(Consigna a): Devuelve el texto del fragmento sobre 1977 tal como aparece, comenzando en "Miré con desprecio" y siguiendo hasta "no de inspiración.".

(Fragmento):
------------------------------

1977 pasó a significar para mí otras cosas: el asesinato de Rodolfo Walsh, la desaparicion de mi primo Fernando. Crecí, como todo el mundo, en un mundo cada vez más cínico y más dominado por el cálculo berreta. Tuve una novia, me casé con ella, tuve dos hijos. Me divorcié. Leí alguna que otra cosa. Estudié con bastante interés las teorías modernas sobre el Estado y sobre las relaciones entre el Estado y lo viviente.
Miré con desprecio las elucubraciones previas urdidas por un senil antes de tiempo George Lucas, que reemplazaba los desiertos africanos, los pantanos y los bosques centroamericanos por villas italianas como escenarios de amores y desencuentros que no me interesaban tan poco como la lenta formación de escuadras jédicas, como si el bien y el mal fueran asunto de método y no de inspiración.

------------------------------

(Materiales del ejercicio):

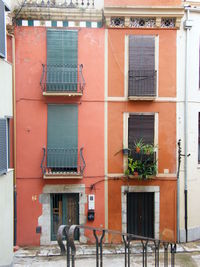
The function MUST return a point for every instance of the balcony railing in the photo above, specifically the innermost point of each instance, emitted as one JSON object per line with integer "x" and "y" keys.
{"x": 62, "y": 79}
{"x": 142, "y": 83}
{"x": 62, "y": 161}
{"x": 150, "y": 249}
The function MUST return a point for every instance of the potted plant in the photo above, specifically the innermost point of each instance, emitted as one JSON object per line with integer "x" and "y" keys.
{"x": 142, "y": 161}
{"x": 138, "y": 145}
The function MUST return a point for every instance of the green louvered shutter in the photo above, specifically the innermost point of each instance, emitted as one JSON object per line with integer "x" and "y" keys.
{"x": 62, "y": 139}
{"x": 142, "y": 78}
{"x": 3, "y": 146}
{"x": 62, "y": 60}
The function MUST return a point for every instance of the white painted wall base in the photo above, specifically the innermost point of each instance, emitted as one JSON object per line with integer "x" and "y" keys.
{"x": 6, "y": 221}
{"x": 193, "y": 234}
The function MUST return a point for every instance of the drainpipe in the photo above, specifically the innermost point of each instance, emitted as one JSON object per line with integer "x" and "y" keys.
{"x": 187, "y": 27}
{"x": 14, "y": 137}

------------------------------

(Consigna b): En las filas, empezando en la línea que contiene "of the white" y siguiendo hasta el final, reemplaza "innermost" por "central". Entrega solo esas líneas, con todo lo demás sin cambios.

(Resultado a):
Miré con desprecio las elucubraciones previas urdidas por un senil antes de tiempo George Lucas, que reemplazaba los desiertos africanos, los pantanos y los bosques centroamericanos por villas italianas como escenarios de amores y desencuentros que no me interesaban tan poco como la lenta formación de escuadras jédicas, como si el bien y el mal fueran asunto de método y no de inspiración.

(Resultado b):
The function MUST return a point for every instance of the white painted wall base in the photo above, specifically the central point of each instance, emitted as one JSON object per line with integer "x" and "y" keys.
{"x": 6, "y": 221}
{"x": 193, "y": 234}
The function MUST return a point for every instance of the drainpipe in the photo above, specifically the central point of each instance, emitted as one JSON object per line with integer "x" and "y" keys.
{"x": 187, "y": 27}
{"x": 14, "y": 137}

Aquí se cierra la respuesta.